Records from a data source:
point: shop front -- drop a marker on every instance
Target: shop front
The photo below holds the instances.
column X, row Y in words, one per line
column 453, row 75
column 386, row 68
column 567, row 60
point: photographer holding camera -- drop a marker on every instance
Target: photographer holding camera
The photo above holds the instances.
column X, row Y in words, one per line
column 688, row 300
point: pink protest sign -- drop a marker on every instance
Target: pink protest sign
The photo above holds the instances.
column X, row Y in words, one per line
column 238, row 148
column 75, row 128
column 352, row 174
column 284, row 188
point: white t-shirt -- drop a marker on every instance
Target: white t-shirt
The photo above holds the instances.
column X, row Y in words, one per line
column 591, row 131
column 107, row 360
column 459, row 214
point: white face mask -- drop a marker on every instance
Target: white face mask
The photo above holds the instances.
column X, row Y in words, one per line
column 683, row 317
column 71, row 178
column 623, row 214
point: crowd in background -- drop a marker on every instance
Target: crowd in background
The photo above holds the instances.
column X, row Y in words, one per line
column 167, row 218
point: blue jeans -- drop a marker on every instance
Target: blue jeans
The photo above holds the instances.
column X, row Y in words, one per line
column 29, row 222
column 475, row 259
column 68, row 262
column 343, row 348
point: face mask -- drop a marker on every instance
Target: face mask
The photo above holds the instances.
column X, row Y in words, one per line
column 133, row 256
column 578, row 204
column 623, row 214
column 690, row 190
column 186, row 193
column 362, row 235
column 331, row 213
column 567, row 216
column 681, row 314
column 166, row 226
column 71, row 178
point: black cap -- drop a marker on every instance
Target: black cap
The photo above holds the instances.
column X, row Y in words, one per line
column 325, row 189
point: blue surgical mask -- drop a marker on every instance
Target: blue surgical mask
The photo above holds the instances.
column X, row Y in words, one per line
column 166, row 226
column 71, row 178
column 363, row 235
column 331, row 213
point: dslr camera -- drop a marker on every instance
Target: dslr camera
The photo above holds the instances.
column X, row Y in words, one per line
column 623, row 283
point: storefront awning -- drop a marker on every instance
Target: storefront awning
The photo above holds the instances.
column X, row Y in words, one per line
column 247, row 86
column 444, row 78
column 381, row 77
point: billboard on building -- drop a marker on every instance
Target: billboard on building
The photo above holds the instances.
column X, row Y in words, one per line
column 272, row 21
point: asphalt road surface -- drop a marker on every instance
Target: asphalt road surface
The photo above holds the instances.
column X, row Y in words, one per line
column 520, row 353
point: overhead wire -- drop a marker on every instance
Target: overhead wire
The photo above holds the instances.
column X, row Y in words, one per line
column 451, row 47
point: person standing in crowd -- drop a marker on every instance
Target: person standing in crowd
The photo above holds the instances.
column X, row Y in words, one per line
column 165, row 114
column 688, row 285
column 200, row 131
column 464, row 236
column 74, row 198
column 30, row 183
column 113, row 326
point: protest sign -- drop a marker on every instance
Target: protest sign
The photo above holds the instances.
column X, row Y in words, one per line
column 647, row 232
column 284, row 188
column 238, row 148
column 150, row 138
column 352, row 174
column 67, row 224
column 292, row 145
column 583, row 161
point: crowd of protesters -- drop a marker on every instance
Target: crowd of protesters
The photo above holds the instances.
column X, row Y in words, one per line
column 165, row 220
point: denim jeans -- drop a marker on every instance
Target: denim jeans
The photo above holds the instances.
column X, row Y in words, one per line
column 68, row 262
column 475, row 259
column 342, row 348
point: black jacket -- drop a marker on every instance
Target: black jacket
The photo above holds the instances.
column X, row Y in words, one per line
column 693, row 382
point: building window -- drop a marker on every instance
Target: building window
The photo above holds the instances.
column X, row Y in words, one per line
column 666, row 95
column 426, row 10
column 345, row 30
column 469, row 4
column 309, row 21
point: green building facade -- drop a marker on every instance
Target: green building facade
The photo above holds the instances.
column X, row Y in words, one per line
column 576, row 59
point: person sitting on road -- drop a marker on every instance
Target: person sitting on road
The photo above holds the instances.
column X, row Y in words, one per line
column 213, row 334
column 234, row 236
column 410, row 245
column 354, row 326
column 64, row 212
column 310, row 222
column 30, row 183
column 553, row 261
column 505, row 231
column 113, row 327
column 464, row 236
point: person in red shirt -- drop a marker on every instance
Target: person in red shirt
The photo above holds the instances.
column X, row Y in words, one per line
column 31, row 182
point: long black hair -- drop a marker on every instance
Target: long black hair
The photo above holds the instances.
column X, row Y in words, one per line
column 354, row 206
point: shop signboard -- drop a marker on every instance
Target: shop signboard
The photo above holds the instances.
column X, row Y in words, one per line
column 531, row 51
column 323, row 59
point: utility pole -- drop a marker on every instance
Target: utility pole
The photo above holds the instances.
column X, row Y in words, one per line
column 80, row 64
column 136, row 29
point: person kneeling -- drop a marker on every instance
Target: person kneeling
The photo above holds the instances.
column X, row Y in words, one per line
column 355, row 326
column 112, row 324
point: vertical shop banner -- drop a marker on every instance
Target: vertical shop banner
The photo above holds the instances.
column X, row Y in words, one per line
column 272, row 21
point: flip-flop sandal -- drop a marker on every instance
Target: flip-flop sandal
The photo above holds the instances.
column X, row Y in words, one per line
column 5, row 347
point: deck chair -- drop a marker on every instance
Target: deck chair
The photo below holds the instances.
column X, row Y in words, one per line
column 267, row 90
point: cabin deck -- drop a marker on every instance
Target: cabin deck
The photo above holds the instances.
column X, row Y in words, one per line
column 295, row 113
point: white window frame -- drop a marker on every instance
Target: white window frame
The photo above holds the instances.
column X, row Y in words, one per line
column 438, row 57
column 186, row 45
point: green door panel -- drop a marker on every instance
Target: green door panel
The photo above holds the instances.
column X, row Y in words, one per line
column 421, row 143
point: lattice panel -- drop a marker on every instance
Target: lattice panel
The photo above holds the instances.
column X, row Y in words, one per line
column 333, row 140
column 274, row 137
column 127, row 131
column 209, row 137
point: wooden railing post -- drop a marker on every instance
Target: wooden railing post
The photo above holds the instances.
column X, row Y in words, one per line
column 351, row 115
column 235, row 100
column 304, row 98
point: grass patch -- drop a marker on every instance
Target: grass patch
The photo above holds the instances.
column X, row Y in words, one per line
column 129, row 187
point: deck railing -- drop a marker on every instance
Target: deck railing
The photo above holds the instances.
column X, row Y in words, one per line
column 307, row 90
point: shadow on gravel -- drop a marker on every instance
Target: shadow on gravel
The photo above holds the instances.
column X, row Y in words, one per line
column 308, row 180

* **Problem requirements**: Once more, give all the records exactly as they were written.

* **Result for this task**:
point: shop front -- drop a marker on every instance
Target: shop front
The photo below holds the instances.
column X, row Y in words, one per line
column 453, row 75
column 386, row 68
column 567, row 60
point: photographer holding camera -- drop a marker on every instance
Target: photographer holding camera
The photo above holds the instances.
column X, row Y in words, one per line
column 688, row 300
point: pink protest sign -- drop a marker on every instance
Target: pink protest sign
The photo above holds the instances.
column X, row Y in words, one per line
column 238, row 148
column 75, row 128
column 352, row 174
column 284, row 188
point: white t-shirt -- drop a marker on every instance
Target: white t-shirt
The photo above holds the instances.
column X, row Y in words, one per line
column 591, row 131
column 107, row 360
column 459, row 214
point: white face mask -- drop a marker on every instance
Target: white face mask
The photo above holds the instances.
column X, row Y in words, one per line
column 683, row 317
column 71, row 178
column 623, row 214
point: crowd in background -- drop a marker on every instance
Target: crowd in background
The photo above holds the instances.
column X, row Y in words, one per line
column 167, row 218
point: blue jeans -- drop a marker on every instance
Target: blue jeans
The photo above holds the instances.
column X, row Y in words, one per line
column 29, row 222
column 475, row 259
column 68, row 262
column 343, row 348
point: face mask -- drop a marker on every instance
Target: face mask
The photo above holds the instances.
column X, row Y in words, one per line
column 133, row 256
column 578, row 204
column 623, row 214
column 690, row 190
column 186, row 193
column 362, row 235
column 331, row 213
column 567, row 216
column 681, row 314
column 166, row 226
column 71, row 178
point: black cap -- drop a marker on every instance
Target: black cap
The photo above holds the instances.
column X, row Y in words, one per line
column 325, row 189
point: blue surgical mask -- drop a marker on every instance
Target: blue surgical mask
The photo above holds the instances.
column X, row Y in words, one per line
column 166, row 226
column 71, row 178
column 363, row 235
column 331, row 213
point: dslr camera -- drop a marker on every instance
Target: dslr camera
The photo above holds the instances.
column X, row Y in words, one per line
column 623, row 283
point: storefront awning -- drop a marker on every instance
Target: storefront awning
The photo above holds the instances.
column X, row Y in words, one per line
column 247, row 86
column 444, row 78
column 381, row 77
point: billboard on building -- drop a marker on every instance
Target: billboard on building
The photo above holds the instances.
column X, row Y in words, one per line
column 272, row 21
point: asphalt road surface -- drop a marker on every instance
Target: asphalt road surface
The photo above holds the instances.
column X, row Y in words, one per line
column 520, row 353
point: overhead wire -- drop a marker on every instance
Target: overhead wire
The photo above holds the instances.
column X, row Y in words, one per line
column 451, row 47
point: person standing in crowd -- drop a marker on every instance
Target: person standing in crowd
The photo above holds the instances.
column X, row Y in words, one per line
column 165, row 114
column 688, row 285
column 200, row 131
column 464, row 236
column 74, row 198
column 30, row 183
column 113, row 326
point: protest sign -- drop a marker on every instance
Target: protest sign
The photo above holds the instances.
column X, row Y in words, one per line
column 647, row 232
column 284, row 188
column 238, row 148
column 150, row 138
column 352, row 174
column 67, row 224
column 292, row 145
column 583, row 161
point: crowd of protesters -- drop a marker on every instance
Target: crowd of protesters
The photo above holds the instances.
column X, row Y in words, one per line
column 165, row 220
point: denim jeans -- drop a marker on every instance
Target: denim jeans
The photo above holds the instances.
column X, row Y in words, one per line
column 68, row 262
column 475, row 259
column 342, row 348
point: black jacket -- drop a marker on every instance
Target: black jacket
The photo above holds the instances.
column X, row Y in words, one per line
column 693, row 382
point: building window -- drop a marker on every instance
Target: building window
The photo above holds the instances.
column X, row Y in words, one per line
column 666, row 95
column 426, row 10
column 345, row 30
column 469, row 4
column 309, row 21
point: green building facade -- drop a marker on every instance
Target: green building facade
The photo above holds the instances.
column X, row Y in words, one per line
column 576, row 59
point: person sitting on road -- drop a marker on every instance
Target: person sitting on road
The photo above holds the instances.
column X, row Y in words, one per line
column 213, row 334
column 234, row 236
column 410, row 245
column 354, row 326
column 64, row 212
column 310, row 222
column 30, row 183
column 553, row 261
column 505, row 231
column 113, row 327
column 464, row 236
point: person in red shirt -- drop a marker on every instance
Target: person in red shirt
The photo above holds the instances.
column X, row Y in words, one per line
column 31, row 182
point: long black hair -- drop a marker on every instance
Target: long black hair
The photo above holds the instances.
column X, row Y in words, one per line
column 354, row 206
point: shop signboard -- drop a marker on every instance
Target: shop signboard
The photo above holds the instances.
column X, row Y in words, one per line
column 531, row 51
column 323, row 59
point: utility pole -- drop a marker on every instance
Target: utility pole
The photo above holds the instances.
column X, row Y in words, one per line
column 80, row 64
column 136, row 29
point: person kneeling -- drop a marker on every instance
Target: person kneeling
The photo above holds the instances.
column X, row Y in words, one per line
column 355, row 326
column 112, row 324
point: vertical shop banner -- drop a marker on every instance
Target: vertical shop banner
The photo above holds the instances.
column X, row Y in words, one per line
column 272, row 21
point: flip-flop sandal -- drop a marker on every instance
Target: flip-flop sandal
The photo above holds the instances.
column X, row Y in words, one per line
column 5, row 347
point: deck chair -- drop a marker on every instance
Target: deck chair
The photo below holds the instances.
column X, row Y in words, one per line
column 267, row 90
point: cabin deck -- drop a marker on every instance
Target: cabin deck
The photo above holds the instances.
column X, row Y in words, one per line
column 295, row 113
point: white window frame -- drop a marker on every instance
Target: white window frame
The photo above holds the instances.
column X, row Y in words, one per line
column 438, row 57
column 186, row 45
point: green door panel -- drop a marker on every instance
Target: green door panel
The photo above holds the instances.
column X, row Y in words, one per line
column 421, row 143
point: lattice panel -- drop a marker on every instance
Target: lattice panel
The photo above holds the instances.
column X, row Y in words, one per line
column 333, row 140
column 274, row 137
column 127, row 131
column 209, row 137
point: wooden railing post -- drop a marker on every instance
Target: wooden railing post
The photo above holds the instances.
column X, row Y in words, one per line
column 351, row 115
column 235, row 100
column 304, row 98
point: grass patch -- drop a marker on every instance
Target: grass patch
The photo above holds the instances.
column X, row Y in words, one per line
column 129, row 187
point: deck railing -- drop a marker on every instance
Target: deck railing
The photo above holds the instances.
column X, row Y in words, one per line
column 307, row 90
point: shadow on gravel -- drop a marker on every instance
Target: shadow on gravel
The photo above holds the instances.
column X, row Y in words, one per line
column 308, row 180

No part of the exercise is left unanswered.